== Given passage ==
============

After a rather lengthy hiatus, we're delighted to venture back into the gaming magazines of old for our regularly scheduled White Dwarf Retrospective. Issue no. 5 begins with a few delightful ads—a ¼ page for Dungeons & Starships, another ¼ page for Warriors of the Lost Continent minis, and a ½ page for fantasy t-shirts made by Greenwood & Ball Ltd, selling shirts featuring art by Cliff Sanderson and Al Charles.

whitedwarf5.jpg

On the cover: An Erinyes (or perhaps a Gorgon) runs with a pack of hellhounds into the darkest night.​

This month’s letter from the editor discusses the limitations of copyright law as it applies to wargaming, with special mention of Star Wars and The Hobbit/Lord of the Rings licenses. Ian Livingstone reports on the discontinuation of TSR’s Battle of the Five Armies, laments the loss of a line of figures from the Mythical Earth range, and wonders how long it will be before fantasy and sci-fi licenses disappear from role-playing/wargaming altogether.

This issue’s first feature is Chivalry & Sorcery by EN World columnist Lew Pulsipher. Chivalry & Sorcery—a combination RPG and war game—was intended as “an all-encompassing campaign game in which dungeon and wilderness adventures were just a small part of the action.” The game can be played in a variety of ways—campaign, miniature-based warfare only, and fantasy role playing with or without the minis, and tournaments. Separating itself from D&D, C&S focuses more on high adventure and nobility than exploring dungeons—ideas that would later find themselves incorporated into more modern version of D&D a few decades later.

Next up is a feature on my favorite thing, miniatures. Spotlighting a line of 25mm minis from Der Kriegspieler’s Fantastiques are akin to Middle Earth miniatures. This review from John Norris discusses the different types of figures, laments the lack of different types of humans, and comments on their rather mixed quality. Most of the smaller figures are fine, but many of the large ones are poor.

============

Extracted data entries
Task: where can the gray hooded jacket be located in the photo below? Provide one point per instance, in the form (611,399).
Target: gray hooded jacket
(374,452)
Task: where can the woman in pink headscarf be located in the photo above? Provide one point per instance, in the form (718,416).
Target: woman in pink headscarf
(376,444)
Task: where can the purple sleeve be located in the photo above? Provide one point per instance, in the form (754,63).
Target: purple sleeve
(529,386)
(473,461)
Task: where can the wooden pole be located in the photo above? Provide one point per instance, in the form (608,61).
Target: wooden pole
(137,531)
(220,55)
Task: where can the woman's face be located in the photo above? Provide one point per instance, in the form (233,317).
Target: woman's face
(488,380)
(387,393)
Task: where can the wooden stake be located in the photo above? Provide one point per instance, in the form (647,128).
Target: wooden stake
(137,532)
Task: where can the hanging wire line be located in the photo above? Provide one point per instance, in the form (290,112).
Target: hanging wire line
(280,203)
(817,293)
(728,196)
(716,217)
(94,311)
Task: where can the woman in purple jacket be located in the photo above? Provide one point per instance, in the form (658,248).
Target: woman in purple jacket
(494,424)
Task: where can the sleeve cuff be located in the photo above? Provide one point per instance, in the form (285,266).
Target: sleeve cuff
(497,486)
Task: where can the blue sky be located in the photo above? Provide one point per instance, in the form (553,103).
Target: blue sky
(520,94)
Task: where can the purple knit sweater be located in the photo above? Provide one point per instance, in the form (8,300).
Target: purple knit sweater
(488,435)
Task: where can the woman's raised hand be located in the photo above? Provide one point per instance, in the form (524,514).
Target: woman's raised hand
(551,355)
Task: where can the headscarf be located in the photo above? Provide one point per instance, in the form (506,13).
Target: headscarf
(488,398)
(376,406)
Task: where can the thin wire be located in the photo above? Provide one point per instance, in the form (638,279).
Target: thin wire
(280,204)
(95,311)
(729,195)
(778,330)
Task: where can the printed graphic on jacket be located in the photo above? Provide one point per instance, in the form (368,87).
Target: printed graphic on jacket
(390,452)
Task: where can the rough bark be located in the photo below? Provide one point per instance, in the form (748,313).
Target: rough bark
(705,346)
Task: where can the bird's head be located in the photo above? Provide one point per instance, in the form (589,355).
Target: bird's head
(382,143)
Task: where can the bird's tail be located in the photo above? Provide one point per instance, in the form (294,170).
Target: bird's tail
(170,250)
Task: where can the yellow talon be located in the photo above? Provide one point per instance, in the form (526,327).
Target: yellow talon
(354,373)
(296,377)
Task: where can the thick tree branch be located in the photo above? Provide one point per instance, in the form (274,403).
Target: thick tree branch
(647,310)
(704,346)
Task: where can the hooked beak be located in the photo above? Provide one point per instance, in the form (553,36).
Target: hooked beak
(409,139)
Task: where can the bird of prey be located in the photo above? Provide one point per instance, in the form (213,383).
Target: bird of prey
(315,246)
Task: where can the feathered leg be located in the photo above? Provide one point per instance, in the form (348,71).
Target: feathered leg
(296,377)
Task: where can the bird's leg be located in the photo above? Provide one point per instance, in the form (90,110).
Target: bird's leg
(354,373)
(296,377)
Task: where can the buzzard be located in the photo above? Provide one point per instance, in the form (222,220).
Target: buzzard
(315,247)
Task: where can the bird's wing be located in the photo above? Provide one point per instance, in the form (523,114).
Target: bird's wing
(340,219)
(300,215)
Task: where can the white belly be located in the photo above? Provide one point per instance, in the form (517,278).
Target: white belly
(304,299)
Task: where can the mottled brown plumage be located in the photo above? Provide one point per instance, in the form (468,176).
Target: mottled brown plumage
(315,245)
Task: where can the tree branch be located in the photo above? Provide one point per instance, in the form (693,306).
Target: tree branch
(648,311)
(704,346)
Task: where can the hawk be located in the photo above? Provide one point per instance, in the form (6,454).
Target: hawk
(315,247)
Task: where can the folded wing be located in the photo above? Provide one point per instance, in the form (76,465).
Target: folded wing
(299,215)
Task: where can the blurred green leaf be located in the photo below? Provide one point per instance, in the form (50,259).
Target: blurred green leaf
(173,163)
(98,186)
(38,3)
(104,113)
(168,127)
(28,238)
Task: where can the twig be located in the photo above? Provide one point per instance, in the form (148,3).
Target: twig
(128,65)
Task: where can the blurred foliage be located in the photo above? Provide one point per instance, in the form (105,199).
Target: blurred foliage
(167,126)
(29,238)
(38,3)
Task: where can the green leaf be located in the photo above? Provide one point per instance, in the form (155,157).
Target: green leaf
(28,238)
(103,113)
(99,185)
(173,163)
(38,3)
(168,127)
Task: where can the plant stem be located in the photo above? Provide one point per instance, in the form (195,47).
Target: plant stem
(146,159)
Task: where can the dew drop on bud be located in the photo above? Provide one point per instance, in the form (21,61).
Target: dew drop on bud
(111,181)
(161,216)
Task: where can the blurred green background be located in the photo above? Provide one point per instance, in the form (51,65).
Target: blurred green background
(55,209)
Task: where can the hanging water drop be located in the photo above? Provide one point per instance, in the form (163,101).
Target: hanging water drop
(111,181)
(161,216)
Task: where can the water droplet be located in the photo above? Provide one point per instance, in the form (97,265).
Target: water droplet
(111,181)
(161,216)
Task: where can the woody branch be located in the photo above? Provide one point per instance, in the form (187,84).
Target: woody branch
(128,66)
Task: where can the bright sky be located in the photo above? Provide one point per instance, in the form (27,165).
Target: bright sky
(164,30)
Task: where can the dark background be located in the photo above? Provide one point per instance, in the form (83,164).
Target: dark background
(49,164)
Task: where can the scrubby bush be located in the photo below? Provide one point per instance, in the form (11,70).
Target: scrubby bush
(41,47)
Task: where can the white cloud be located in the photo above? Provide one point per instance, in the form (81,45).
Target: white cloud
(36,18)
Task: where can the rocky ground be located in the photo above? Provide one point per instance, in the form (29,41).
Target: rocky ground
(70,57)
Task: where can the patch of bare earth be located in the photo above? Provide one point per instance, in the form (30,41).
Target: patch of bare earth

============

== Task set ==
1 - From the White Dwarf retrospective, repeat word for word the passage starting with "This month’s letter" and going on through "from role-playing/wargaming altogether.".
2 - In the White Dwarf retrospective, who wrote the review of the 25mm Der Kriegspieler's Fantastiques miniatures?
3 - Finish out the next part of the White Dwarf retrospective, picking up after its final sentence.

== Solved problems ==
1 -
This month’s letter from the editor discusses the limitations of copyright law as it applies to wargaming, with special mention of Star Wars and The Hobbit/Lord of the Rings licenses. Ian Livingstone reports on the discontinuation of TSR’s Battle of the Five Armies, laments the loss of a line of figures from the Mythical Earth range, and wonders how long it will be before fantasy and sci-fi licenses disappear from role-playing/wargaming altogether.

2 - John Norris

3 -
Next up, Don Turnbull takes us through some of D&D’s most malign monsters as they apply to his MonsterMark system. The next article covers rules recommendations for making a campaign run more smoothly, with a focus on maintaining more control over what DM’s allow players to do and accomplish through the game.

There are only a handful of reviews in this month’s “Open Box” section, covering a few D&D books from Little Soldier (The Books of Monsters, Demons, & Sorcery respectively), Chaosium’s All the World’s Monsters (a 110-page D&D play aid featuring plenty of new monsters), and Fantasy Games Unlimited’s War of the Ring (a Lord of the Rings game based on the classic Diplomacy). Most of them receive mixed reviews, trending toward positive.

Next, Ian Livingstone recaps the events of Games Day III with a list of the challenges and a few pictures from the event. Directly following the recap is an article about EN World columnist Jim Ward's Metamorphosis Alpha, focusing on searching for food among the strange plants and creatures around the starship on which the game takes place. Watch out for the giant, evil plants! In this month’s News, we learn about some new games microgames, a new Star Wars game, and the release of some D&D miniatures.

On the next page, we’re introduced to a cool comic entitled Kalgar. In the single page comic, we’re introduced to the hero and he is given a battle. Stay tuned for the next issue where we may actually get to see it! This month’s Treasure Chest has some new items for D&D—a +3 Rainbow Sword, Water of Enchantment, and Water of Beguilement. On the same page, Brian Asbury’s article on “The Asbury System” goes over his idea of “the perfect experience point system for D&D.” This is basically awarding players for taking down monsters without killing them and awarding them for tasks they accomplish, similar to the way D&D experience works in modern editions. Cool.

Finishing up this issue, there’s a printed letter taking issue with players rolling their own attack and saving throw dice and a correction for Don Turnbull’s Balrog calculation from the previous issue. There’s a small selection of classifieds in this issue, predominantly seeking players for various D&D clubs.

Wrapping things up, there’s the traditional Games Workshop single page catalogue and an illustration of a menacing, winged sorcerer to see readers off. See you next issue!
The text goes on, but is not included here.